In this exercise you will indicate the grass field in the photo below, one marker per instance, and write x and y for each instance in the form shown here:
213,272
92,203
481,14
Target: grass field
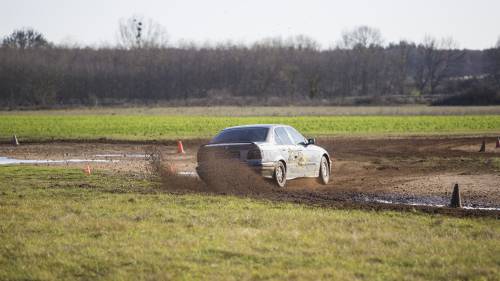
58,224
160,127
* * *
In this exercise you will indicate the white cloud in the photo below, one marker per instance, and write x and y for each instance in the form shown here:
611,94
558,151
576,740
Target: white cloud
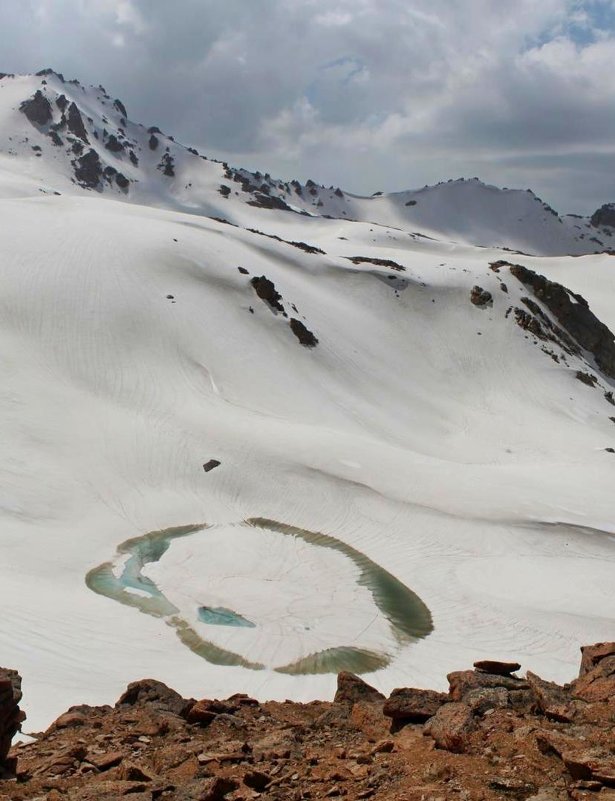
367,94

GIVEN TASK → Pick out each line of the material above that contains the string "below", treating uppercase and lowercase letters as different.

RESPONSE →
In this exercise you will indicate the grass field in the photo below, one marker per instance, and write x and y for each instance in the form shown here:
In this exercise you will indicate the white cloud in the photo below, one marker per instance, and write x and y for each instance in the form shown here:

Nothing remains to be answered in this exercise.